◆ **To-do item**:
Print the rows word for word, starting at the first line and ending at the line containing "rough mask: <svg", with both of those lines included.

::: Source material :::

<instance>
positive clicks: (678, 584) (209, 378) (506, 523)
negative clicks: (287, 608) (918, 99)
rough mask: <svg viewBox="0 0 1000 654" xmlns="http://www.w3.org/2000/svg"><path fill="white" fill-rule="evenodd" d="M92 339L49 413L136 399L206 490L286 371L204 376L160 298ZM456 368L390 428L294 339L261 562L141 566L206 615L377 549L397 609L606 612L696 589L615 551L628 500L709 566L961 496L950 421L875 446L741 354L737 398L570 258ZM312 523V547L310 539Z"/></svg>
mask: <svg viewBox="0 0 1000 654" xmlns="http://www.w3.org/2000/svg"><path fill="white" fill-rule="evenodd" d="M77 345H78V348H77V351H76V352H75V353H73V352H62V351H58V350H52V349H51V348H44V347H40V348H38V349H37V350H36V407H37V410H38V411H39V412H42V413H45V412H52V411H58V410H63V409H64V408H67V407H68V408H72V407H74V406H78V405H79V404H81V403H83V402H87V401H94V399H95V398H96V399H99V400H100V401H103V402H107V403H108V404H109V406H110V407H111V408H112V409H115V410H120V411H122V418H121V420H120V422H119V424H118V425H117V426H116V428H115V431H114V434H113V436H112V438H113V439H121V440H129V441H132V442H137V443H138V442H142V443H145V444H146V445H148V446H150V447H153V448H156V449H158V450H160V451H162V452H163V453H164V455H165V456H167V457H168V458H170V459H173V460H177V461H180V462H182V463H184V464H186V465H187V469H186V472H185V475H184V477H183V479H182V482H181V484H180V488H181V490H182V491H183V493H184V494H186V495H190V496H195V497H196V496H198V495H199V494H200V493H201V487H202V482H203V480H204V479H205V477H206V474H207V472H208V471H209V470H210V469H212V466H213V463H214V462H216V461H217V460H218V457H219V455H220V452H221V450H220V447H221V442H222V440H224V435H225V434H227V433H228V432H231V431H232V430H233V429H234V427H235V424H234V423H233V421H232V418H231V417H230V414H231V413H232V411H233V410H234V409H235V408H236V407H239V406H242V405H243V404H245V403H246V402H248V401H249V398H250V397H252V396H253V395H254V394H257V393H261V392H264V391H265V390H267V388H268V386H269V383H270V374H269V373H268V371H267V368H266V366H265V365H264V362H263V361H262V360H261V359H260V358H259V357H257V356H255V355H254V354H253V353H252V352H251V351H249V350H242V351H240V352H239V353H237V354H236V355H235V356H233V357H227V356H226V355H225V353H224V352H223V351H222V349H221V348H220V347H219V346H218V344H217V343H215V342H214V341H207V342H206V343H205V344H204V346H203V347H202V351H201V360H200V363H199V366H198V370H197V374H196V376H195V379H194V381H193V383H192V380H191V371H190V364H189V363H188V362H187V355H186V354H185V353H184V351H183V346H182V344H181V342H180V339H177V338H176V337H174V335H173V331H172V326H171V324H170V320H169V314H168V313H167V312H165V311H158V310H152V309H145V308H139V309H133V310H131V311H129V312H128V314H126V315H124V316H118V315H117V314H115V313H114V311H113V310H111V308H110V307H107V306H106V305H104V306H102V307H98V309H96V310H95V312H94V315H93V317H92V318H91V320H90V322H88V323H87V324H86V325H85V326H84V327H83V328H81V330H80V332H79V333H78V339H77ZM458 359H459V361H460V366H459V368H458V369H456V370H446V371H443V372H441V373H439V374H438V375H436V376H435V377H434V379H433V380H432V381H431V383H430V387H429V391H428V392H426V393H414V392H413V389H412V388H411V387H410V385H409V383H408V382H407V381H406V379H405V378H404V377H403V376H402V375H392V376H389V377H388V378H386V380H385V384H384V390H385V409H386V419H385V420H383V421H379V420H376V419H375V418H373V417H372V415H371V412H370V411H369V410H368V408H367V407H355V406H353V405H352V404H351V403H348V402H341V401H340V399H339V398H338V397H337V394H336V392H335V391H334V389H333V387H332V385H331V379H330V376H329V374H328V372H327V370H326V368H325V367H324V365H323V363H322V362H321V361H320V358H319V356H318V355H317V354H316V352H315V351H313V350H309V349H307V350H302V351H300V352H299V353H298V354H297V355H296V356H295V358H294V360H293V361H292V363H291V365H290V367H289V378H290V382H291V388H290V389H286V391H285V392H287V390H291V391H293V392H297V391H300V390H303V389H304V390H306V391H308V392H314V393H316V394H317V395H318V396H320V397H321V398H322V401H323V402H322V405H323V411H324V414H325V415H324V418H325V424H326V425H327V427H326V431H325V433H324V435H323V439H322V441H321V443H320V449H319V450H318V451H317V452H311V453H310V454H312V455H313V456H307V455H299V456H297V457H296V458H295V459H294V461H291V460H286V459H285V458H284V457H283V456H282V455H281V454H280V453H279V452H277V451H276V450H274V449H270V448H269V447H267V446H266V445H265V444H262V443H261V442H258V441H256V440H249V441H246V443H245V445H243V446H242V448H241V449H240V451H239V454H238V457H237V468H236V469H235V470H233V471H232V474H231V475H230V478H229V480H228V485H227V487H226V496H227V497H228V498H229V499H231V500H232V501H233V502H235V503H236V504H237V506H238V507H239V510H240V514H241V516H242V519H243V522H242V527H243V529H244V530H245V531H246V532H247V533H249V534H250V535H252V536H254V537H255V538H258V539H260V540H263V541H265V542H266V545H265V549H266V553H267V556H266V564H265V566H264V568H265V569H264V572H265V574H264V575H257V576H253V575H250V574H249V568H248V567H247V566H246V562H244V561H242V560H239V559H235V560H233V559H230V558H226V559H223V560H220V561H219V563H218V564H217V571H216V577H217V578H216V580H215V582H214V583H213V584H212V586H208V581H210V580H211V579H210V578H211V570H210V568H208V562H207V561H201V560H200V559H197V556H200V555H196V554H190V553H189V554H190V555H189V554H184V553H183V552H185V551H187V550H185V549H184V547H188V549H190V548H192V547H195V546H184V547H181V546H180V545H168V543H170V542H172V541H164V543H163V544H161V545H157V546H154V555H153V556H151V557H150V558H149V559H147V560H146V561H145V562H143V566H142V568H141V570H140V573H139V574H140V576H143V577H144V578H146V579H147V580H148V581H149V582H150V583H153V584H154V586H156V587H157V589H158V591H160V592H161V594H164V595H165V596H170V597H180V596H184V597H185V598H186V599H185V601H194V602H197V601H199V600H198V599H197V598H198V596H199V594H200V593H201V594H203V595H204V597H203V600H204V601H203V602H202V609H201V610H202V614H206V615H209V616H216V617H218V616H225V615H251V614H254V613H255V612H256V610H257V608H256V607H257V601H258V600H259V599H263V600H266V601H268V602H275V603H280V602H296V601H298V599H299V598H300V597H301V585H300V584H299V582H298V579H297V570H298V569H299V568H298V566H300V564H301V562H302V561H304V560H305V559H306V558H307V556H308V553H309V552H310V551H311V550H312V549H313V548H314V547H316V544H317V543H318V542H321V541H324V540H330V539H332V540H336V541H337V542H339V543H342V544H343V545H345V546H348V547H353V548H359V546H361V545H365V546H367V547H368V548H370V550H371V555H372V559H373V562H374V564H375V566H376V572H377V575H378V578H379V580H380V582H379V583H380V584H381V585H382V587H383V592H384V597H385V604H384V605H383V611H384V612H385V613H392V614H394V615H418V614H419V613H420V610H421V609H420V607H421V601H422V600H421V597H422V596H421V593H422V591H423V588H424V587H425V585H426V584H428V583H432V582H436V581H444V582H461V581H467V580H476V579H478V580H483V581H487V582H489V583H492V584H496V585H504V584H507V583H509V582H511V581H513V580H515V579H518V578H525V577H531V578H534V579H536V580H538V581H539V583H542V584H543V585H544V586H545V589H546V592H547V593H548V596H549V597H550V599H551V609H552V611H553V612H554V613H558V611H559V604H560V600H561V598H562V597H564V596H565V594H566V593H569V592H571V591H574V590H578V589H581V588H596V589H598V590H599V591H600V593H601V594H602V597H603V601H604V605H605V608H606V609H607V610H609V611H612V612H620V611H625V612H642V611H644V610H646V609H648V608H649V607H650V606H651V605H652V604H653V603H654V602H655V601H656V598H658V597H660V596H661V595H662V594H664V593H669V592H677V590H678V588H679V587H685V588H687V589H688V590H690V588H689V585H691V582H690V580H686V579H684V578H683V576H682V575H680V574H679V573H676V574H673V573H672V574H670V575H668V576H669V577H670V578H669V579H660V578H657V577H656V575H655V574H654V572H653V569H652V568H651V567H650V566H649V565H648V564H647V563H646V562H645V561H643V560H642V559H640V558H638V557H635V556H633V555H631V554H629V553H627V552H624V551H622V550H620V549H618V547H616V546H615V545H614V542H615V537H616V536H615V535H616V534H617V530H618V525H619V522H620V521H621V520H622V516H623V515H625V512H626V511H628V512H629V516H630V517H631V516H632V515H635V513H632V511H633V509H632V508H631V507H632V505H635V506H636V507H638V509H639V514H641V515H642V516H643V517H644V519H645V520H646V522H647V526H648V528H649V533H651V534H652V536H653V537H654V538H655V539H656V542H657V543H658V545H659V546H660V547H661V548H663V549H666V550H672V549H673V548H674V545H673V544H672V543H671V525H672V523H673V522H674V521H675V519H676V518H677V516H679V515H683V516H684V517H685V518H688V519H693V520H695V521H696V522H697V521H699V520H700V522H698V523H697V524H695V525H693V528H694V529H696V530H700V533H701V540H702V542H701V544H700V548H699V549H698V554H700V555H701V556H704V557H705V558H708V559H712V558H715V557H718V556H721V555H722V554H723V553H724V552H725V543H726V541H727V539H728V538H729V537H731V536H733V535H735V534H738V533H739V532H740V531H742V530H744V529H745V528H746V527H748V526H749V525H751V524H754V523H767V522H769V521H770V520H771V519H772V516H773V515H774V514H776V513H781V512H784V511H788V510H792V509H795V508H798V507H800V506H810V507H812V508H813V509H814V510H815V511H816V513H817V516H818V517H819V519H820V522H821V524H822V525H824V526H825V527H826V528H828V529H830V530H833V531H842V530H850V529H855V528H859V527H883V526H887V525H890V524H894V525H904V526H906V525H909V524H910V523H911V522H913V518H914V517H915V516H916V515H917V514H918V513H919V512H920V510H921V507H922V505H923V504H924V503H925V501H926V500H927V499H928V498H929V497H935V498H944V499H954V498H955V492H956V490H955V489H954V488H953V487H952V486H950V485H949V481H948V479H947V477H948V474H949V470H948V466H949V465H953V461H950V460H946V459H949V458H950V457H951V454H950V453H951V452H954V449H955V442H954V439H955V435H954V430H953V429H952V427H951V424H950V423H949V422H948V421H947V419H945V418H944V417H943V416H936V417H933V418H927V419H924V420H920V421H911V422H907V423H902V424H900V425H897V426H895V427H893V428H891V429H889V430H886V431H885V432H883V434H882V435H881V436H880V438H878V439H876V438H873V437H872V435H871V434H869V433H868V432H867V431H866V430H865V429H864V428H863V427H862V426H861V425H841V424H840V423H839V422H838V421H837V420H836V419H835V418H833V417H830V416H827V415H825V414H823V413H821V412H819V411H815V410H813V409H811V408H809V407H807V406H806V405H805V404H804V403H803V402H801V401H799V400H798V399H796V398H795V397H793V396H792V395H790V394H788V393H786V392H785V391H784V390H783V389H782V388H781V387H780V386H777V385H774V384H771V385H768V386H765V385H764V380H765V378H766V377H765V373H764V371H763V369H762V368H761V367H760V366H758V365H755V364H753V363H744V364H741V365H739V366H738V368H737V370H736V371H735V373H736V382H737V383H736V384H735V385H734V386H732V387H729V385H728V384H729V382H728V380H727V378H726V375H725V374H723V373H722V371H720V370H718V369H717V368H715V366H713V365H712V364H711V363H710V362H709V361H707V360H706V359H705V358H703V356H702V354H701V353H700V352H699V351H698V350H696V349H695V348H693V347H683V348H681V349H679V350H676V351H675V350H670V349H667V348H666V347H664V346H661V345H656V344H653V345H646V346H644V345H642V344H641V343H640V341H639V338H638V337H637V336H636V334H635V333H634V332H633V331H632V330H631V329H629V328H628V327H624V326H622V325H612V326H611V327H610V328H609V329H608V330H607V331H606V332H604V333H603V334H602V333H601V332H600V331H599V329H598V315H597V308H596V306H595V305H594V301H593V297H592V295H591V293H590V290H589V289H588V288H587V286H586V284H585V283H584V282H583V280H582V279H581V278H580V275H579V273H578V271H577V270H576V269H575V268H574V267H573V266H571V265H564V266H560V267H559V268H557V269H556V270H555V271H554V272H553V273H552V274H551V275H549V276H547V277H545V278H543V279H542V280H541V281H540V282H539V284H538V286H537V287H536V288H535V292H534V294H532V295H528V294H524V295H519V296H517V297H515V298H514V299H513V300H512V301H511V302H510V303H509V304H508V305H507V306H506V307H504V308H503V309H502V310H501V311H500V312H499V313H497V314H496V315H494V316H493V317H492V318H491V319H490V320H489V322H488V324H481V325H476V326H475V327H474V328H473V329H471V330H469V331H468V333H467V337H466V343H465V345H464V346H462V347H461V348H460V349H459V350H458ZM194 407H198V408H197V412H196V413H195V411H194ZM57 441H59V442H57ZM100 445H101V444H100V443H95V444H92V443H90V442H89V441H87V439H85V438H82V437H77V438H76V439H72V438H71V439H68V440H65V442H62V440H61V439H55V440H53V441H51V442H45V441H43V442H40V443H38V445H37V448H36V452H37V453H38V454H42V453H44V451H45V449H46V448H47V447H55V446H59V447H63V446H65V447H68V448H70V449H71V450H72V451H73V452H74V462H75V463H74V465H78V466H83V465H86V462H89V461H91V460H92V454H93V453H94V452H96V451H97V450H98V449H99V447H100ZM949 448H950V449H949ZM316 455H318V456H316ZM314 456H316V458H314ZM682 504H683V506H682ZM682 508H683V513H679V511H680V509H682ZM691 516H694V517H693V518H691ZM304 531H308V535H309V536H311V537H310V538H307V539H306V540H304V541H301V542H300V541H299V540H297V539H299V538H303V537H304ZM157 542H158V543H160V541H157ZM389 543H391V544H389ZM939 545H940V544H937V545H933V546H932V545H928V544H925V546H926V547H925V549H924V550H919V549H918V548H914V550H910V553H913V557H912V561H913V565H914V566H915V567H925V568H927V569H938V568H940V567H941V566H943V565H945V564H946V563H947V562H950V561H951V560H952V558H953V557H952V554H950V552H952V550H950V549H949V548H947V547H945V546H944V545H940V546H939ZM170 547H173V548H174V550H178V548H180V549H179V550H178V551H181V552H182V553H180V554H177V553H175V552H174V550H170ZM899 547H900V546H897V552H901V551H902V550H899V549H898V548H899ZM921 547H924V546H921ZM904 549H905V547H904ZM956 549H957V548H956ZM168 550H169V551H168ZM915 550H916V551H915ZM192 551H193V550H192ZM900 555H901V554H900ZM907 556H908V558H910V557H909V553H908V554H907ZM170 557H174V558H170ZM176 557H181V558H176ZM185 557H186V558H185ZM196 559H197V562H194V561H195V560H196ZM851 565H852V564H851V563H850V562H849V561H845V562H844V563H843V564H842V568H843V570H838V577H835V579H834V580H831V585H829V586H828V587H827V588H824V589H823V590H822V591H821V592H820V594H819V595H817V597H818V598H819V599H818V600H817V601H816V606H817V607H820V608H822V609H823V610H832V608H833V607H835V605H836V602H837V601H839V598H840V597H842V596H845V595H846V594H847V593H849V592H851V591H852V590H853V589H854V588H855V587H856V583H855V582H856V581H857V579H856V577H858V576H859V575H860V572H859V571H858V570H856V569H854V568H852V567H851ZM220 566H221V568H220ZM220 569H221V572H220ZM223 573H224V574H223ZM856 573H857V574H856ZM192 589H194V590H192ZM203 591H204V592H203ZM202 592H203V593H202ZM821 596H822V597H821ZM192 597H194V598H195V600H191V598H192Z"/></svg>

:::

◆ **Task response**:
<instance>
positive clicks: (678, 584) (209, 378) (506, 523)
negative clicks: (287, 608) (918, 99)
rough mask: <svg viewBox="0 0 1000 654" xmlns="http://www.w3.org/2000/svg"><path fill="white" fill-rule="evenodd" d="M92 339L49 413L136 399L206 490L286 371L204 376L160 298ZM456 368L390 428L294 339L261 562L141 566L206 615L377 549L397 609L606 612L696 589L615 551L628 500L709 566L961 496L950 421L875 446L741 354L737 398L570 258ZM312 523V547L310 539Z"/></svg>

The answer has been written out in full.